-- Begin Given data --

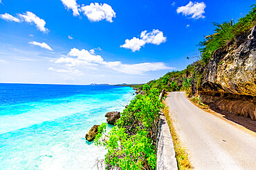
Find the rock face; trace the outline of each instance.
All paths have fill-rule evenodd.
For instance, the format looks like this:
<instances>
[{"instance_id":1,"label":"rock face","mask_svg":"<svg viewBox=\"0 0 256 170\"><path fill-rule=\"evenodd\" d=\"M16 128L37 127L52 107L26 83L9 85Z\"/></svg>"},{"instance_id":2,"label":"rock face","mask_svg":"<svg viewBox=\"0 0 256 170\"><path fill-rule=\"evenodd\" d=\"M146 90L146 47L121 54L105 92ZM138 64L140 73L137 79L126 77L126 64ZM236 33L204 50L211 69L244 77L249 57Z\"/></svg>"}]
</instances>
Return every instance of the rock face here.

-- End Given data --

Problem >>
Format every line of the material above as a numbered list, omitting any blank lines. Leave the pictures out of your answer.

Result below >>
1. Find the rock face; trace the outline of each instance.
2. All paths have fill-rule evenodd.
3. For instance, the format looks like this:
4. <instances>
5. [{"instance_id":1,"label":"rock face","mask_svg":"<svg viewBox=\"0 0 256 170\"><path fill-rule=\"evenodd\" d=\"M16 128L37 127L52 107L26 83L9 85Z\"/></svg>"},{"instance_id":2,"label":"rock face","mask_svg":"<svg viewBox=\"0 0 256 170\"><path fill-rule=\"evenodd\" d=\"M146 90L146 47L121 54L105 92ZM138 64L140 73L137 79L126 77L126 64ZM236 33L204 50L211 69L244 77L249 57Z\"/></svg>"}]
6. </instances>
7. Return every instance of the rock face here.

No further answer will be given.